• _GIVEN PROBLEM_
Locate every line in the items below that contains the string "city", and copy each of those lines out in full.
━━━
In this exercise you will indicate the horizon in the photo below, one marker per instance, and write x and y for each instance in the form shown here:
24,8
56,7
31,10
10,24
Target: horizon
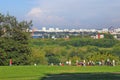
78,14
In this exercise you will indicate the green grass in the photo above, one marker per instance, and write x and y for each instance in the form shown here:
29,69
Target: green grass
59,73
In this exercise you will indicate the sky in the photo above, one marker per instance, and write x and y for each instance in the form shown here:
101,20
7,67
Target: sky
64,14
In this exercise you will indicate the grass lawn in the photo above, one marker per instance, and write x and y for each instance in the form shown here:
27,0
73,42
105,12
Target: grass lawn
59,73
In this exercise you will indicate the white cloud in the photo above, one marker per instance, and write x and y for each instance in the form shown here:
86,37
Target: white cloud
44,17
35,12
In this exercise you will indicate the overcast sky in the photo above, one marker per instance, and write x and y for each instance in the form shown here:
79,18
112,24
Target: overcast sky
65,13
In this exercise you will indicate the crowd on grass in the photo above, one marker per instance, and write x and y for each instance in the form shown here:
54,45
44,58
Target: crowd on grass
107,62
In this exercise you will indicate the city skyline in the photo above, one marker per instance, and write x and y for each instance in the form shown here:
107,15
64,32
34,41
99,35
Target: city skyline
65,13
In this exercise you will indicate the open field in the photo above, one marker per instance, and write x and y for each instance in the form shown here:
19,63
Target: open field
59,73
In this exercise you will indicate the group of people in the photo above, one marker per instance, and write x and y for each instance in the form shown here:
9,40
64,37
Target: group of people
107,62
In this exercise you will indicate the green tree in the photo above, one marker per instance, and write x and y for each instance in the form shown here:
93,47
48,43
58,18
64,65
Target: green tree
14,38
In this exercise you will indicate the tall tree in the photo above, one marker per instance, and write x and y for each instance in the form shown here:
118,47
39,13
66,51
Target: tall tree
14,37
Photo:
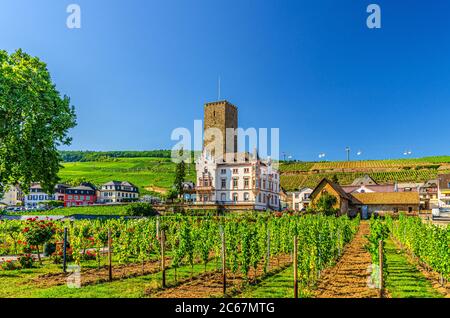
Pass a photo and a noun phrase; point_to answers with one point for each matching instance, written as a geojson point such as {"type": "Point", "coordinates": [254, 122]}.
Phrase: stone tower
{"type": "Point", "coordinates": [220, 115]}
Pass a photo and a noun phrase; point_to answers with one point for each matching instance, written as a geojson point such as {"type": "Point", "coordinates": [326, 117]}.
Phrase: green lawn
{"type": "Point", "coordinates": [404, 279]}
{"type": "Point", "coordinates": [279, 285]}
{"type": "Point", "coordinates": [143, 172]}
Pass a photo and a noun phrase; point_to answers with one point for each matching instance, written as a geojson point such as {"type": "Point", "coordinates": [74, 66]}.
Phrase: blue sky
{"type": "Point", "coordinates": [137, 69]}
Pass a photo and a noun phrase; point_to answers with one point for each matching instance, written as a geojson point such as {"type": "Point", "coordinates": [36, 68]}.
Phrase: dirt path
{"type": "Point", "coordinates": [95, 276]}
{"type": "Point", "coordinates": [210, 284]}
{"type": "Point", "coordinates": [348, 279]}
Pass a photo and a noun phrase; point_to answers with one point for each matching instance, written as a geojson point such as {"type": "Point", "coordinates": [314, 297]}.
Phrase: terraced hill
{"type": "Point", "coordinates": [155, 175]}
{"type": "Point", "coordinates": [308, 174]}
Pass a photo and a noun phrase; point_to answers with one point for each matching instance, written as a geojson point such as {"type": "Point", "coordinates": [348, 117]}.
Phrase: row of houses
{"type": "Point", "coordinates": [366, 196]}
{"type": "Point", "coordinates": [82, 195]}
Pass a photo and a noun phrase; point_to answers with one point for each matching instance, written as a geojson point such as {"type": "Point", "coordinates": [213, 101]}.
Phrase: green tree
{"type": "Point", "coordinates": [180, 174]}
{"type": "Point", "coordinates": [325, 204]}
{"type": "Point", "coordinates": [335, 179]}
{"type": "Point", "coordinates": [34, 121]}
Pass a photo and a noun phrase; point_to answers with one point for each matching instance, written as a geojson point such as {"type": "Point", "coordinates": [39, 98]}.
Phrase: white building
{"type": "Point", "coordinates": [300, 198]}
{"type": "Point", "coordinates": [118, 191]}
{"type": "Point", "coordinates": [37, 197]}
{"type": "Point", "coordinates": [12, 196]}
{"type": "Point", "coordinates": [243, 181]}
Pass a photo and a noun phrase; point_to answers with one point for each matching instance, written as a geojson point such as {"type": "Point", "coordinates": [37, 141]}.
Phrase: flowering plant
{"type": "Point", "coordinates": [9, 265]}
{"type": "Point", "coordinates": [26, 261]}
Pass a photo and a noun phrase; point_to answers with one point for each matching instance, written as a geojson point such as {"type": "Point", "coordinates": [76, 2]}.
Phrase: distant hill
{"type": "Point", "coordinates": [155, 174]}
{"type": "Point", "coordinates": [151, 175]}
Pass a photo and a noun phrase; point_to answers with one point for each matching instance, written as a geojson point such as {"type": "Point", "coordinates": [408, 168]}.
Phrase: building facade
{"type": "Point", "coordinates": [220, 117]}
{"type": "Point", "coordinates": [301, 199]}
{"type": "Point", "coordinates": [37, 197]}
{"type": "Point", "coordinates": [13, 196]}
{"type": "Point", "coordinates": [244, 183]}
{"type": "Point", "coordinates": [226, 177]}
{"type": "Point", "coordinates": [444, 191]}
{"type": "Point", "coordinates": [428, 194]}
{"type": "Point", "coordinates": [118, 191]}
{"type": "Point", "coordinates": [82, 195]}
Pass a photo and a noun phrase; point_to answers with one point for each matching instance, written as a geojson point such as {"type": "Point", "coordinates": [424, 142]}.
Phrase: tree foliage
{"type": "Point", "coordinates": [34, 121]}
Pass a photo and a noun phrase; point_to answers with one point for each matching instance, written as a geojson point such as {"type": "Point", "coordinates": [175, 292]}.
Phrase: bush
{"type": "Point", "coordinates": [57, 257]}
{"type": "Point", "coordinates": [26, 261]}
{"type": "Point", "coordinates": [88, 256]}
{"type": "Point", "coordinates": [9, 265]}
{"type": "Point", "coordinates": [140, 209]}
{"type": "Point", "coordinates": [49, 248]}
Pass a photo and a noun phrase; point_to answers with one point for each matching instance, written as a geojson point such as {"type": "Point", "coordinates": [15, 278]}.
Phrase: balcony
{"type": "Point", "coordinates": [204, 188]}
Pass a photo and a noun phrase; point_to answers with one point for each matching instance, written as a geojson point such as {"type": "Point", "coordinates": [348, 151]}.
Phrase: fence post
{"type": "Point", "coordinates": [163, 260]}
{"type": "Point", "coordinates": [224, 264]}
{"type": "Point", "coordinates": [268, 250]}
{"type": "Point", "coordinates": [110, 254]}
{"type": "Point", "coordinates": [157, 227]}
{"type": "Point", "coordinates": [295, 268]}
{"type": "Point", "coordinates": [380, 261]}
{"type": "Point", "coordinates": [65, 251]}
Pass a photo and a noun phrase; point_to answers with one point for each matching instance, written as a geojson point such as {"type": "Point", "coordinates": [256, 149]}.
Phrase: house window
{"type": "Point", "coordinates": [235, 183]}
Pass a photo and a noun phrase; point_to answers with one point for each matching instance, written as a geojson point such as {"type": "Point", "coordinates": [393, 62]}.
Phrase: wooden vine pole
{"type": "Point", "coordinates": [110, 255]}
{"type": "Point", "coordinates": [380, 261]}
{"type": "Point", "coordinates": [224, 264]}
{"type": "Point", "coordinates": [163, 260]}
{"type": "Point", "coordinates": [295, 268]}
{"type": "Point", "coordinates": [65, 251]}
{"type": "Point", "coordinates": [268, 250]}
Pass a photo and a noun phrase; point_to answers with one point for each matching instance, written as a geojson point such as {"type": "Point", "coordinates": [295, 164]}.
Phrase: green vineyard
{"type": "Point", "coordinates": [291, 182]}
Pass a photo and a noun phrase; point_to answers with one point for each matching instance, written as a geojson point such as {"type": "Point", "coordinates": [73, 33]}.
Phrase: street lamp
{"type": "Point", "coordinates": [347, 149]}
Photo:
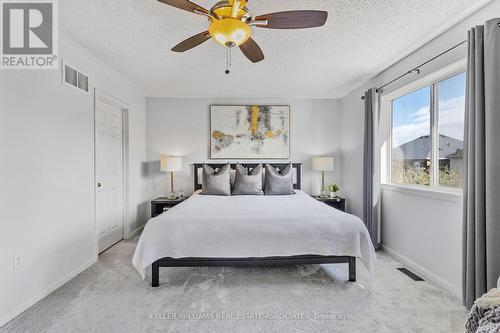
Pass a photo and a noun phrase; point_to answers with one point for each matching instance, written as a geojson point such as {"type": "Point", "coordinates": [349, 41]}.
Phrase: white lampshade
{"type": "Point", "coordinates": [170, 163]}
{"type": "Point", "coordinates": [323, 163]}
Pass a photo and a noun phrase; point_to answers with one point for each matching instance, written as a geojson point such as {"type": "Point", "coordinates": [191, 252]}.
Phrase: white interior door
{"type": "Point", "coordinates": [108, 173]}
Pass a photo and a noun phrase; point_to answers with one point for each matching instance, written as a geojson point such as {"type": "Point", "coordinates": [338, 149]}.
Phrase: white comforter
{"type": "Point", "coordinates": [252, 226]}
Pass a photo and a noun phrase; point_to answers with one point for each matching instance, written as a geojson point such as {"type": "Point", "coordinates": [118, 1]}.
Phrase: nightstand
{"type": "Point", "coordinates": [337, 202]}
{"type": "Point", "coordinates": [160, 205]}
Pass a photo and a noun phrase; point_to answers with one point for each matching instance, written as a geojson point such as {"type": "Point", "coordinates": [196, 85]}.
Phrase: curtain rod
{"type": "Point", "coordinates": [417, 68]}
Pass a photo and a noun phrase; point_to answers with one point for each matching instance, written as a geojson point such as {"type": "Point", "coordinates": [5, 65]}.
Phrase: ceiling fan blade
{"type": "Point", "coordinates": [185, 5]}
{"type": "Point", "coordinates": [192, 42]}
{"type": "Point", "coordinates": [294, 19]}
{"type": "Point", "coordinates": [252, 51]}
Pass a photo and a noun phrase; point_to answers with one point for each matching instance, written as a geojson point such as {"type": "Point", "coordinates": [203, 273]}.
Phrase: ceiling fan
{"type": "Point", "coordinates": [231, 22]}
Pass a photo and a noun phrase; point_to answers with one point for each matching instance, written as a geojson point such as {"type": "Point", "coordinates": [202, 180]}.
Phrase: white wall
{"type": "Point", "coordinates": [181, 127]}
{"type": "Point", "coordinates": [409, 217]}
{"type": "Point", "coordinates": [47, 177]}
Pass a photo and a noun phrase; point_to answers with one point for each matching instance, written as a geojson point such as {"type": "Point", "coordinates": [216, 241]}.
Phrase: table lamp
{"type": "Point", "coordinates": [323, 164]}
{"type": "Point", "coordinates": [171, 164]}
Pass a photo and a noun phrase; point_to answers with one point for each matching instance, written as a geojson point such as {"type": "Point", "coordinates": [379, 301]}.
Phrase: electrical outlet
{"type": "Point", "coordinates": [16, 262]}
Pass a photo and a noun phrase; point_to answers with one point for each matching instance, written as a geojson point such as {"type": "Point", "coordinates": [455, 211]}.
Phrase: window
{"type": "Point", "coordinates": [428, 133]}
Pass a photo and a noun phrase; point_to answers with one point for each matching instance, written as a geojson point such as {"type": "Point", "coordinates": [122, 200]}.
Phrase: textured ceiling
{"type": "Point", "coordinates": [360, 38]}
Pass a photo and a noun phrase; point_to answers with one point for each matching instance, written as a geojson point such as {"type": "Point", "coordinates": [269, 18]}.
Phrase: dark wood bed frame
{"type": "Point", "coordinates": [257, 261]}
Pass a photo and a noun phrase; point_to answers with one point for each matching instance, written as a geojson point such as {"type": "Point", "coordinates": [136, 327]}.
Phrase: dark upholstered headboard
{"type": "Point", "coordinates": [297, 171]}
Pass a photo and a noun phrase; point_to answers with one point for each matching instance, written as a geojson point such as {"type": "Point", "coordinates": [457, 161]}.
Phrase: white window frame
{"type": "Point", "coordinates": [431, 80]}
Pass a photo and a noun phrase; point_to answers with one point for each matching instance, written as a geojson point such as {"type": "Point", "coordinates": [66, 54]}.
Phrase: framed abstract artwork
{"type": "Point", "coordinates": [249, 132]}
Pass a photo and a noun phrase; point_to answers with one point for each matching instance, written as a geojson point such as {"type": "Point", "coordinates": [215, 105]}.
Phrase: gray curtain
{"type": "Point", "coordinates": [481, 222]}
{"type": "Point", "coordinates": [371, 165]}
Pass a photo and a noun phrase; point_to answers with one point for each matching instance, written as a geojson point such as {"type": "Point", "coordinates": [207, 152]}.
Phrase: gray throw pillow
{"type": "Point", "coordinates": [279, 182]}
{"type": "Point", "coordinates": [216, 182]}
{"type": "Point", "coordinates": [248, 184]}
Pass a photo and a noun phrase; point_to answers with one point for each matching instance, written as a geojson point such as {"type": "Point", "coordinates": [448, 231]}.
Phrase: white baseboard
{"type": "Point", "coordinates": [423, 271]}
{"type": "Point", "coordinates": [50, 288]}
{"type": "Point", "coordinates": [134, 233]}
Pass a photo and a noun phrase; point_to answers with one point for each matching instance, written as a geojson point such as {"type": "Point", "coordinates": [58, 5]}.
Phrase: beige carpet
{"type": "Point", "coordinates": [111, 297]}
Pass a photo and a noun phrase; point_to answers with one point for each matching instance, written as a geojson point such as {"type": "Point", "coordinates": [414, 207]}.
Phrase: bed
{"type": "Point", "coordinates": [207, 230]}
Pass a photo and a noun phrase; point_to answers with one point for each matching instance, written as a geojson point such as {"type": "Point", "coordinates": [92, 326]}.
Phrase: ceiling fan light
{"type": "Point", "coordinates": [230, 31]}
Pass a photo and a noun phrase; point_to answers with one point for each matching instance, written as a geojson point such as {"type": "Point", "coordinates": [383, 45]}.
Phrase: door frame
{"type": "Point", "coordinates": [124, 106]}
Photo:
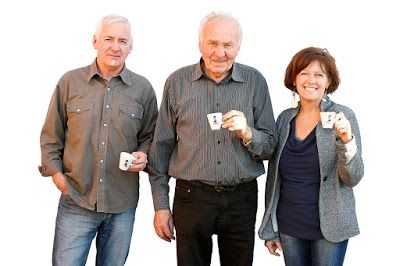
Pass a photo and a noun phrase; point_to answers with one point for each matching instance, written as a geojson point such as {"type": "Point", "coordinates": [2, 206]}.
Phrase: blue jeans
{"type": "Point", "coordinates": [76, 227]}
{"type": "Point", "coordinates": [300, 252]}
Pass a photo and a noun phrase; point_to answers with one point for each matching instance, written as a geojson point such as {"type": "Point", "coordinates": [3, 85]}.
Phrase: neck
{"type": "Point", "coordinates": [107, 72]}
{"type": "Point", "coordinates": [217, 78]}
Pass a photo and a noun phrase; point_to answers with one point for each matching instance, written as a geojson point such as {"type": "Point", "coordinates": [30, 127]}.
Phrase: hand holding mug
{"type": "Point", "coordinates": [343, 128]}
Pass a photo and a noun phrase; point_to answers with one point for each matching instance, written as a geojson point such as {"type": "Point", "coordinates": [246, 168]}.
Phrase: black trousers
{"type": "Point", "coordinates": [201, 210]}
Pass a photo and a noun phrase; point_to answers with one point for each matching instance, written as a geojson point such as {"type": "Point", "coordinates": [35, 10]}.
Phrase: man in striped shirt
{"type": "Point", "coordinates": [216, 170]}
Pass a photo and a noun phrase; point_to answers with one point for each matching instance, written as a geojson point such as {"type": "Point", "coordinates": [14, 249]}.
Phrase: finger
{"type": "Point", "coordinates": [272, 246]}
{"type": "Point", "coordinates": [279, 245]}
{"type": "Point", "coordinates": [230, 114]}
{"type": "Point", "coordinates": [171, 228]}
{"type": "Point", "coordinates": [161, 233]}
{"type": "Point", "coordinates": [166, 233]}
{"type": "Point", "coordinates": [140, 161]}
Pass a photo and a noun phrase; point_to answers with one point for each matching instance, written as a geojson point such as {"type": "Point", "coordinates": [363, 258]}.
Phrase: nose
━━━
• _EXERCISE OUTPUT_
In this exercise you will indicate the city skyline in the photo above, one marker per instance, and write x and y for each instance in the form shown here:
Target: city skyline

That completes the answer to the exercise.